## begin Page excerpt
Ben Spiller added the comment:
btw If anyone can find the place in the code (sorry I tried and failed!) where
str.encode('utf-8', error=X) is resulting in an implicit call to the equivalent
of decode(defaultencoding, errors=strict) (as suggested by the exception
message) I think it'll be easier to discuss the details of fixing.
Thanks for your reply - yes I'm aware that theoretically you _could_ globally
change python's default encoding from ascii, but the prevailing view I've heard
from python developers seems to be that changing it is not a good idea and may
cause lots of library code to break. Also it's probably not a good idea for
individual libraries or modules to be changing global state that affects the
entire python invocation, and it would be nice to find a less fragile and more
out-of-the-box solution to this. You may well be using different encodings (not
just utf-8) to be used in different parts of your program - so changing the
globally-defined default encoding doesn't seem right, especially for a method
like str.encode method that already takes an 'encoding' argument (used
currently only for the encoding aspect, not the decoding aspect).
I do think there's a strong case to be made for changing the str.encode (and
also unicode.decode) behaviour so that str.encode('utf-8') behaves the same
whether it's given ascii or non-ascii characters, and also similar to
unicode.encode('utf-8'). Let me try to persuade you... :)
First, to address the point you made:
> If str.encode() raises a decoding exception, this is a programming bug. It
> would be bad to hide it.
I totally agree with the general principal of not hiding programming bugs.
However if calling str.encode for codecs like utf8 (let's ignore base64 for
now, which is a very different beast) was *consistently* treated as a
'programming bug' by python and always resulted in an exception that would be
ok (suboptimal usability imho, but still ok), since programmers would quickly
spot the problem and fix it. But that's not what happens - it *silently works*
(is a no-op) as long as you happen to be using ASCII characters so this
so-called 'programming bug' will go unnoticed by most programmers (and authors
of third party library code you might be relying on!)... but the moment a
non-ascii character get introduced suddenly you'll get an exception, maybe in
some library code you rely on but can't fix. For this reason I don't think
treating this as a programming bug is helping anyone write more robust python
code - quite the reverse. Plus I think the behaviour of being a no-op is almost
always
'what you would have wanted it to do' anyway, whereas the behaviour of
throwing an exception almost never is.
## end Page excerpt
## begin Data
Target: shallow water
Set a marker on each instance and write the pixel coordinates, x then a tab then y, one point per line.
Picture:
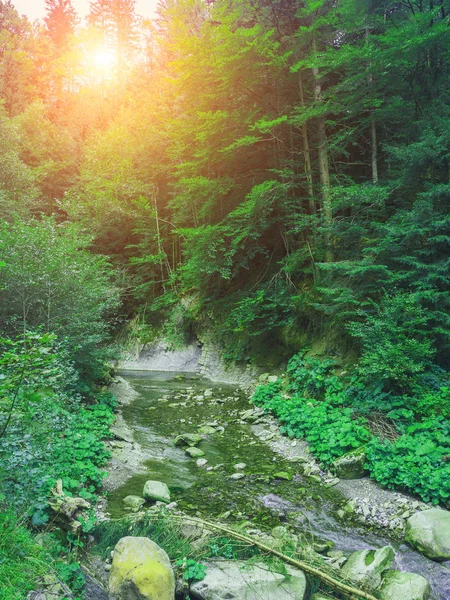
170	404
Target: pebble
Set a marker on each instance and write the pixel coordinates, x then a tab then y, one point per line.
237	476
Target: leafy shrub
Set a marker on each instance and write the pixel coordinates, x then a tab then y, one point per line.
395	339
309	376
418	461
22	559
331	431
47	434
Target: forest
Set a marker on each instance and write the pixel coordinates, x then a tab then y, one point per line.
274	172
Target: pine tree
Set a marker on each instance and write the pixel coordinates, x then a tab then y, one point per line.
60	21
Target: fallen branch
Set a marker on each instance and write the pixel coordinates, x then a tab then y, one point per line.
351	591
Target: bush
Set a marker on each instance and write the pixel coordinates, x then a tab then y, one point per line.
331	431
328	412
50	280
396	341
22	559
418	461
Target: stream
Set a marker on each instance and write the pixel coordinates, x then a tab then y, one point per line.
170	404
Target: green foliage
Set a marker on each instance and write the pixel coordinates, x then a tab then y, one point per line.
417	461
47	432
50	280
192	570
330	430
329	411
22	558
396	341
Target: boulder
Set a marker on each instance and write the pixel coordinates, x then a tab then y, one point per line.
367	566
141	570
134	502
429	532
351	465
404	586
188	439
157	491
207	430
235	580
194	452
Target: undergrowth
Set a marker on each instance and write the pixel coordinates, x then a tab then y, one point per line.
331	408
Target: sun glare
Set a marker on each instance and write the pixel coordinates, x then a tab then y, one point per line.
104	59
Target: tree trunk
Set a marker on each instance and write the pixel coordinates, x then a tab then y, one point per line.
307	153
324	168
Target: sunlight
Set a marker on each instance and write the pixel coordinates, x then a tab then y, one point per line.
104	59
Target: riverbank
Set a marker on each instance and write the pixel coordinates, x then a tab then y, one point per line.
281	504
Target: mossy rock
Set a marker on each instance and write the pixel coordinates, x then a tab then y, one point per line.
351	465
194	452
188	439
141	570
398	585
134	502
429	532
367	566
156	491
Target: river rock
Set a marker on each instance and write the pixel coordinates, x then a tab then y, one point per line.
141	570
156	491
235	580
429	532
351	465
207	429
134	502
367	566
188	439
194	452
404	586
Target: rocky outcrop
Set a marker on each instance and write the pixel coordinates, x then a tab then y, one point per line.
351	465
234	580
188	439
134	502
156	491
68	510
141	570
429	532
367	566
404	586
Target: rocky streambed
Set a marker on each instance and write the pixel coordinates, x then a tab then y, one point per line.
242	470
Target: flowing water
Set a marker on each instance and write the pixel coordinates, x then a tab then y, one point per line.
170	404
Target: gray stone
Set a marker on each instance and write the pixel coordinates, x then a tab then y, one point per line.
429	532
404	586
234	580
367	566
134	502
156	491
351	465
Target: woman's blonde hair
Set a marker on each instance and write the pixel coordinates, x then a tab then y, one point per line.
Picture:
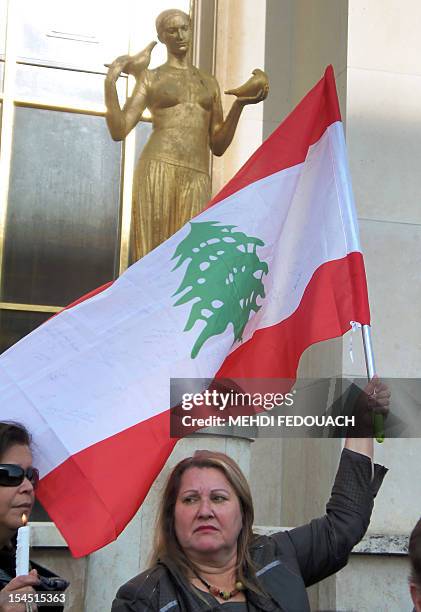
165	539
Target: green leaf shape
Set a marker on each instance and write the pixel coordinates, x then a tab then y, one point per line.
## end Data
- [Task to complete] Carry on the forum comment about str.encode's hidden ASCII decoding, starting right after its final sentence.

- [Output for this exercise]
I think we'd agree that changing str.encode(utf8) to throw an exception in
*all* cases wouldn't be a realistic option since it would certainly break
backwards compatability in painful ways for many existing apps and library
code.
So, if we want to make the behaviour of this important built-in type a bit more
consistent and less error-prone/fragile for this case then I think the only
option is making str.encode be a no-op for non-ascii characters (at least,
non-ascii characters that are valid in the specified encoding), just as it is
for ascii characters.
Here's why I think ditching the current behaviour would be a good idea:
- calling str.encode() and getting a DecodeError is confusing ("I asked you to
encode this string, what are you decoding for?")
- calling str.encode('utf-8') and getting an exception about "ascii" is
confusing as the only encoding I mentioned in the method call was utf-8
- calling encode(..., errors=ignore) and getting an exception is confusing and
feels like a bug; I've explicitly specified that I do NOT want exceptions from
calling this method, yet (because neither 'errors' nor 'encoding' argument gets
passed to the implicit - and undocumented - decode operation), I get unexpected
behaviour that is far more likely to break my program than a no-op
- the somewhat surprising behaviour we're talking about is not explicitly
documented anywhere
- having str.encode throw on non-ascii but not ascii makes it very likely that
code will be written and shipped (including library code you may have no
control over) that *appears* to work under normal testing but has *hidden* bugs
that surface only once non-ascii characters are used.
- in every situation I can think of, having str.encode(encoding, errors=ignore)
honour the encoding and errors arguments even for the implicit-decode operation
is more useful than having it ignore those arguments and throw an exception
- a quick google shows lots of people in the Python community (from newbies to
experts) are seeing this exception and being confused by it, therefore a lot of
people's lives might be improved if we can somehow make the situation better :)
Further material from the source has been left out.